According to the patent text on the detecting device, why did wrapping the coaxial cables into a single flat cable limit flexibility in mounting the antennas?
Document section section start
Detecting device and manufacturing method of detecting device
To provide a detecting device that is capable of securing flexibility in mounting and after mounting detectors such as antennas, and a manufacturing method of the detecting device. In the detecting device, a plurality of receiving antennas A11 to A18 and a radio unit are connected through a plurality of coaxial cables 10-1 to 10-8, and the plural and independent coaxial cables 10-1 to 10-8 are fixed at predetermined intervals with cable clips 20a to 20d in parallel, on a side of the radio unit, thereby being formed into a flat cable.
The present invention relates to a detecting device in which a plurality of detectors and a processing device that receives and processes a detection signal from the plurality of detectors are connected through a plurality of cables, and a manufacturing method of the detecting device.
BACKGROUND ARTRecently, in the field of endoscope, a swallowable capsule endoscope has appeared. In this capsule endoscope, an imaging function and a radio communication function are provided. The capsule endoscope has a function of sequentially taking images after the capsule endoscope is swallowed from the mouth of a patient for observation (examination) until naturally discharged out of a human body, while passing through body cavities, for example, inside of organs such as a stomach and a small intestine, according to the peristalsis thereof.
Image data obtained inside the body by the capsule endoscope while moving inside the body cavities is sequentially transmitted to the outside by radio communication, and stored in a memory provided in an external receiver. If the patient carries the receiver having the radio communication function and the memory function, the patient can freely move even during the period from swallowing the capsule endoscope until it is discharged. Doctors and nurses can perform diagnosis based on the image data stored in the memory by displaying images of the organs on a display.
For more detailed information on conventional techniques, see Japanese Patent Application Laid-Open No. 2003-19111.
DISCLOSURE OF INVENTION Problem to be Solved by the InventionThe above described receiver serving as a detecting device includes antennas serving as a plurality of detectors that are arranged at desirable positions on the outside-body of a patient, and the antennas and the receiver are connected with a plurality of coaxial cables. Since mounting becomes difficult due to free movement of the plural coaxial cables, there has been a technique in which the respective antennas are prevented from scattering by forming the coaxial cables into a flat cable by wrapping with a one-piece outer layer such that this flat cable sequentially branches off to the antennas.
However, when the antennas are mounted on the outside-body of a patient using this flat cable, since each coaxial cable is provided in a form of a flat cable, movement of the cables in a lateral direction, which is a direction perpendicular to a longitudinal direction of the coaxial cables, is limited. Therefore, there has been a problem in which flexibility in mounting the antennas is limited and movement of the patient is restricted.
Document section section end
Entries supplied section start
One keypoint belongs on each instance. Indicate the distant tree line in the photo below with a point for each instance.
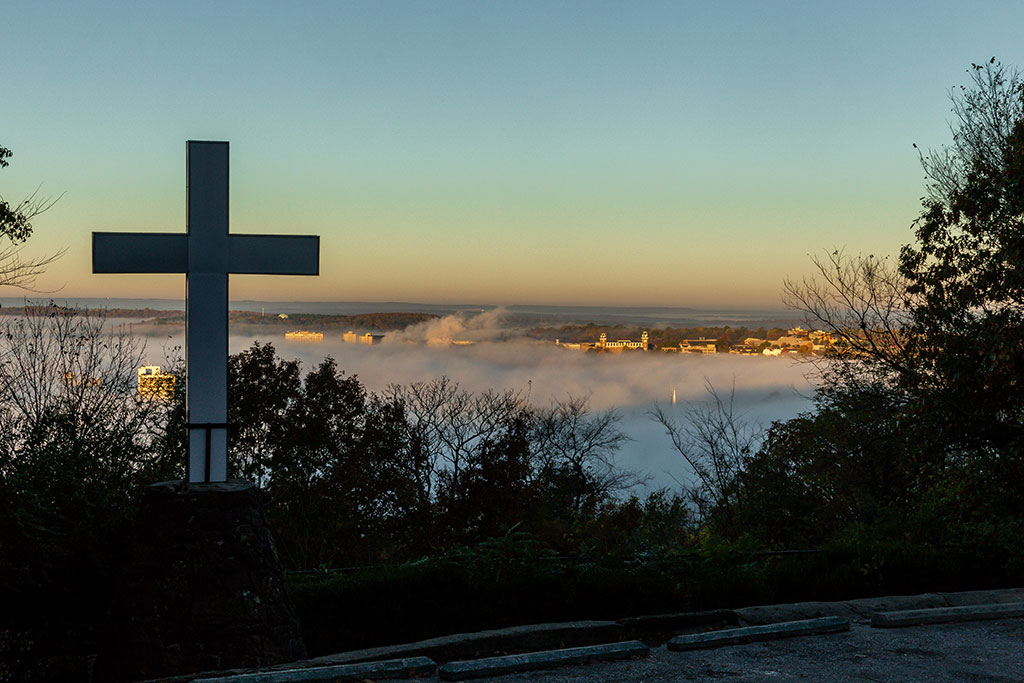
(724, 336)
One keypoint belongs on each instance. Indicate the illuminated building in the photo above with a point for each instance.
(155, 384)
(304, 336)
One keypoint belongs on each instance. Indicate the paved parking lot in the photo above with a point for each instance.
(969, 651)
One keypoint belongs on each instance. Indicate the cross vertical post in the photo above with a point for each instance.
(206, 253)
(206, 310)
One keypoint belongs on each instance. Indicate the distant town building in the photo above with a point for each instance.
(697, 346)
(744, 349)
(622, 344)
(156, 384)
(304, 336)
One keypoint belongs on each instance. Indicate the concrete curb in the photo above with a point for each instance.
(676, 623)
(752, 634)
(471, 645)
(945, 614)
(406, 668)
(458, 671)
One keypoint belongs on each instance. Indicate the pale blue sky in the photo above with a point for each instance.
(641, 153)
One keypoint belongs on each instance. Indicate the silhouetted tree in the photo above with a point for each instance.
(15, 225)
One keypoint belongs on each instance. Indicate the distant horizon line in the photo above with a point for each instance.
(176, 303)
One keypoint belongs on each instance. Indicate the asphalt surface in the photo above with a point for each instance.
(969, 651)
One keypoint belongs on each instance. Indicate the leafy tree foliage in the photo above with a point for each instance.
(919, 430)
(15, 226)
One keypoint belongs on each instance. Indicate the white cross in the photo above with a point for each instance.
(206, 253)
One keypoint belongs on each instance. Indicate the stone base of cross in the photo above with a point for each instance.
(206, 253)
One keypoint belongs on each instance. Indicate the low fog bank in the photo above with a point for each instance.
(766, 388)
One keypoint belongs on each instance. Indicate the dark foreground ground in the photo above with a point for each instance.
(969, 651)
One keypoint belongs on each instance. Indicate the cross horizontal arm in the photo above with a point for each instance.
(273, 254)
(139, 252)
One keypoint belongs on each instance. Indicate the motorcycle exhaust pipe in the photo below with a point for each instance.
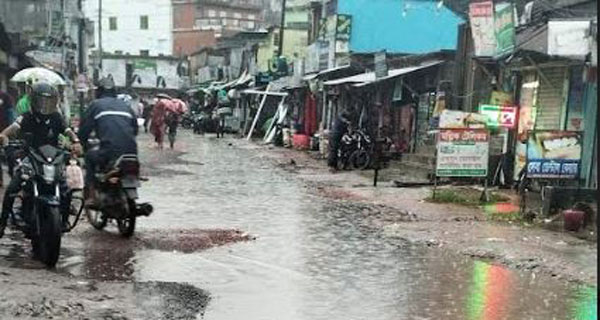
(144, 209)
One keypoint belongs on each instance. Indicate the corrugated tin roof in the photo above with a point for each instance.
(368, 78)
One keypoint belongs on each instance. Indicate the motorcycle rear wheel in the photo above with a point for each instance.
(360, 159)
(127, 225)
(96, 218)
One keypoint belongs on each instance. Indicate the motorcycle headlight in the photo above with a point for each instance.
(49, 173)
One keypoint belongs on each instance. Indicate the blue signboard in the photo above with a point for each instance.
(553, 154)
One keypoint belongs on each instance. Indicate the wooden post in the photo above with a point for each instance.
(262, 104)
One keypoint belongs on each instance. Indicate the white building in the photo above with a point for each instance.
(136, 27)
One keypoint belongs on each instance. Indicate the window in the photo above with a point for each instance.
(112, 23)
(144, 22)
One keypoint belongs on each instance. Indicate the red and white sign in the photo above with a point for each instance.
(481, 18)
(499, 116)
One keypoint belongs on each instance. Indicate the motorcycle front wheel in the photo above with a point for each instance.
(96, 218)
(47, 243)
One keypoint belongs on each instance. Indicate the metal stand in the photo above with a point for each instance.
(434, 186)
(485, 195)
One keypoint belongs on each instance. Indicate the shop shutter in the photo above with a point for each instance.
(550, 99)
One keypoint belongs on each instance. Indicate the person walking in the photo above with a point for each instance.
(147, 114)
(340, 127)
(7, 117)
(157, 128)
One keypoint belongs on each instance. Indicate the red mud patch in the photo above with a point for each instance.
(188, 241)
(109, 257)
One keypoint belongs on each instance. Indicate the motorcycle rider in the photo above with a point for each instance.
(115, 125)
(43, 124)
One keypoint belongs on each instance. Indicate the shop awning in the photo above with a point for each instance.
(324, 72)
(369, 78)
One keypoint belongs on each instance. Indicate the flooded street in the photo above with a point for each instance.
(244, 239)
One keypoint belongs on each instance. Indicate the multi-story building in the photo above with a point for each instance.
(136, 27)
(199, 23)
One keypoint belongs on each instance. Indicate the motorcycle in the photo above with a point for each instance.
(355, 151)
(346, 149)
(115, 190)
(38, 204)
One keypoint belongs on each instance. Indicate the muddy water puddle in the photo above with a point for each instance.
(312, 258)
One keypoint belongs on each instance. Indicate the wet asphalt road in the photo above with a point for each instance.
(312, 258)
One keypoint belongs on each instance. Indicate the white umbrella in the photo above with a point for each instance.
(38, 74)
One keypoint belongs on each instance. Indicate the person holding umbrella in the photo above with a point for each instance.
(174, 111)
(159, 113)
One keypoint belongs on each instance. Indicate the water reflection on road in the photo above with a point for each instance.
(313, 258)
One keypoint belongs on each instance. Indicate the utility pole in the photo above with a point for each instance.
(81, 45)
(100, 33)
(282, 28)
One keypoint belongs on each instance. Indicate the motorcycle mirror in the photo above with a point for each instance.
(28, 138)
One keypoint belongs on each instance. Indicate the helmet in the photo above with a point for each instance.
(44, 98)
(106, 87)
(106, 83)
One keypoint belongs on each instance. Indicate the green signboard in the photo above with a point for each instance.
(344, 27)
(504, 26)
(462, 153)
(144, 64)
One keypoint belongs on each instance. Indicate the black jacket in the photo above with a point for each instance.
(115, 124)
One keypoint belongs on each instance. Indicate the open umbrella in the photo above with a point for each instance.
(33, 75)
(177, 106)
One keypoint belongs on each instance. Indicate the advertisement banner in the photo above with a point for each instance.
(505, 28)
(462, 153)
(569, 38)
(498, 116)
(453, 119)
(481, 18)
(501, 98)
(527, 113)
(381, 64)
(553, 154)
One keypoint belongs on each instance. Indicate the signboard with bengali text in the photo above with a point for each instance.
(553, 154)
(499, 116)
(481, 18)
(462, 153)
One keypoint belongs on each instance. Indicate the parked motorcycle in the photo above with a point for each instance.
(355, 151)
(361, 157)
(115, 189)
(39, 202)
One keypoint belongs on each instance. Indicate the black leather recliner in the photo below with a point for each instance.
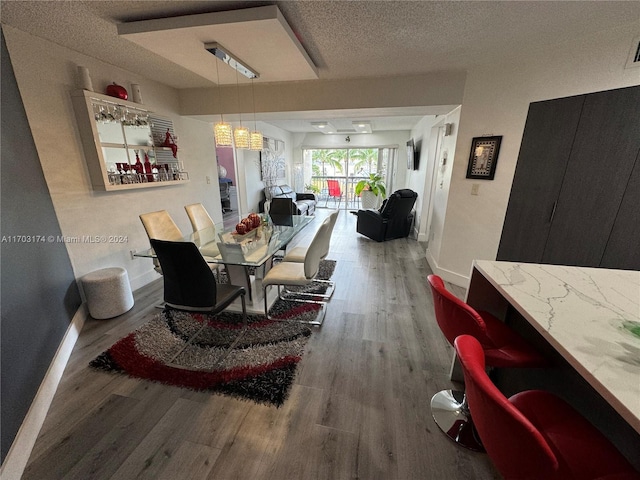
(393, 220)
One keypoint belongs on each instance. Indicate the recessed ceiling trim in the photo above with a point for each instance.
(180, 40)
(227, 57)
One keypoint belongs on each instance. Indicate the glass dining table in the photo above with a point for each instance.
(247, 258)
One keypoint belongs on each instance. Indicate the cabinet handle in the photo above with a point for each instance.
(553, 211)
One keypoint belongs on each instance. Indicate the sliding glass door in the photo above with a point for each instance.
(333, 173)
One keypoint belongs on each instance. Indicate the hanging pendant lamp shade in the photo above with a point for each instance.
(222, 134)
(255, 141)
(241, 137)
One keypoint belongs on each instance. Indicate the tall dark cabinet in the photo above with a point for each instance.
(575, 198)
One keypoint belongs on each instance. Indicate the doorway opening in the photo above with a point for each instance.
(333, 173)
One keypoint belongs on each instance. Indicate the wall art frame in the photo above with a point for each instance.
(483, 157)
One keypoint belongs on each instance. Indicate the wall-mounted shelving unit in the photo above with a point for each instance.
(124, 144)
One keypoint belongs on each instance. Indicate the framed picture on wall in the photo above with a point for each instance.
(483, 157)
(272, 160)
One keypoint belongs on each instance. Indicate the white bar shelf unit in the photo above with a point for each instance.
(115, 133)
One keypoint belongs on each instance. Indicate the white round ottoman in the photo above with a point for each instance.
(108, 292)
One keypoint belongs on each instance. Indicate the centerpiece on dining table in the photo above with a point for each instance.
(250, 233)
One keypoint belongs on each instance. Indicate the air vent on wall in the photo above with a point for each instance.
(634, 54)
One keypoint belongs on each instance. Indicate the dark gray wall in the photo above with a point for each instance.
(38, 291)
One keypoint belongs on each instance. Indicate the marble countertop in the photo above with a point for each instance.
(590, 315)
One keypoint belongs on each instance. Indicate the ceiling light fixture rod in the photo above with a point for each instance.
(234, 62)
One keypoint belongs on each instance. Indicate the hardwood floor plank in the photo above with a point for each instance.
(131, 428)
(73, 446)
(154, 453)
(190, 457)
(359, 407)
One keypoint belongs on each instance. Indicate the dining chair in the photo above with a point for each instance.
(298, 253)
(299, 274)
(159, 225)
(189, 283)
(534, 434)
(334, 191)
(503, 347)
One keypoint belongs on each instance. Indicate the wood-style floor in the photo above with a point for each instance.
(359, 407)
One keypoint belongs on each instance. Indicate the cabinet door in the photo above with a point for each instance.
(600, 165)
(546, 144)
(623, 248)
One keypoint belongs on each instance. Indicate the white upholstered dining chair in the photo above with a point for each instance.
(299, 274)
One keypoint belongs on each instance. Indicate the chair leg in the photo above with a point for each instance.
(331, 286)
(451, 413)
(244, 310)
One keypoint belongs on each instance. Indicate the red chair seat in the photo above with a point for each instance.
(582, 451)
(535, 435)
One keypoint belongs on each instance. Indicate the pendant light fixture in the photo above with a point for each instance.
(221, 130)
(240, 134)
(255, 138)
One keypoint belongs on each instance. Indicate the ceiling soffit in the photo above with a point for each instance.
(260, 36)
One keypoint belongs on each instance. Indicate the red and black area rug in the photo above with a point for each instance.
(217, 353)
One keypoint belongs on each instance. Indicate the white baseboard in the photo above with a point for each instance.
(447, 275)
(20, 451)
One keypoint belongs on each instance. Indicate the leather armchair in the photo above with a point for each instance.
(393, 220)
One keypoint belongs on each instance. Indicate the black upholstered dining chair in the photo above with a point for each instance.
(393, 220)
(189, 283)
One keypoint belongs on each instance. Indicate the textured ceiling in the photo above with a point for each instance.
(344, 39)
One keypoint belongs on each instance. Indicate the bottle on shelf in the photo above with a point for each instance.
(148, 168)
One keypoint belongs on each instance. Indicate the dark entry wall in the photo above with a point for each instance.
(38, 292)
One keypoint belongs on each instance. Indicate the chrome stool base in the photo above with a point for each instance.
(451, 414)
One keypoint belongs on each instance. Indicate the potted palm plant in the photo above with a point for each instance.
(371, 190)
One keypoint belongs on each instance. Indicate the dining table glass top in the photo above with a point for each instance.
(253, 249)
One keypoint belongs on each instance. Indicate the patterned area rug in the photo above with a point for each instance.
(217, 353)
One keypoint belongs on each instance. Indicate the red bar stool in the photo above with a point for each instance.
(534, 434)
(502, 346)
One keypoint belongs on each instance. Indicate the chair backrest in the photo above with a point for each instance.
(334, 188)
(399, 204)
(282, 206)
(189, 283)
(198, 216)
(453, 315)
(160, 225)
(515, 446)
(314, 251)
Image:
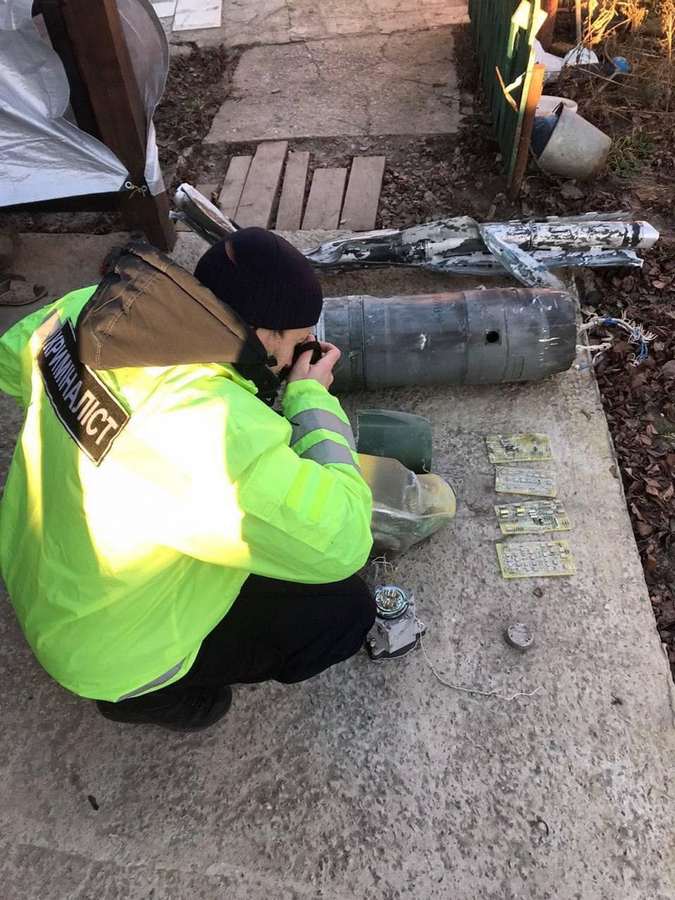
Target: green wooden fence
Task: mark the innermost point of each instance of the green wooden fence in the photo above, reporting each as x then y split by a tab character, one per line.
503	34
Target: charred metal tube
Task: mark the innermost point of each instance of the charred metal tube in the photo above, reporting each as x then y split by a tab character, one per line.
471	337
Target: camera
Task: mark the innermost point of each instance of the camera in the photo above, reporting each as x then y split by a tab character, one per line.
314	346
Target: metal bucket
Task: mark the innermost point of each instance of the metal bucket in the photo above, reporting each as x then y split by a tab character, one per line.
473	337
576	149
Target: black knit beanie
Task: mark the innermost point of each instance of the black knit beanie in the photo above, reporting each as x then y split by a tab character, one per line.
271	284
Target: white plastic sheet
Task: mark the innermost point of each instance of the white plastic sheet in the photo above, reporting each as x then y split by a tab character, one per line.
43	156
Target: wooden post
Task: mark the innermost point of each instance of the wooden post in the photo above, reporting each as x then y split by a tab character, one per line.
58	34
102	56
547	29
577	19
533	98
Entries supplied section end
Answer below - Because each coaxial cable was held in flat-cable form, the cables could not move freely laterally, perpendicular to their length. This limited flexibility in mounting the antennas on the outside of the patient's body and restricted the patient's movement.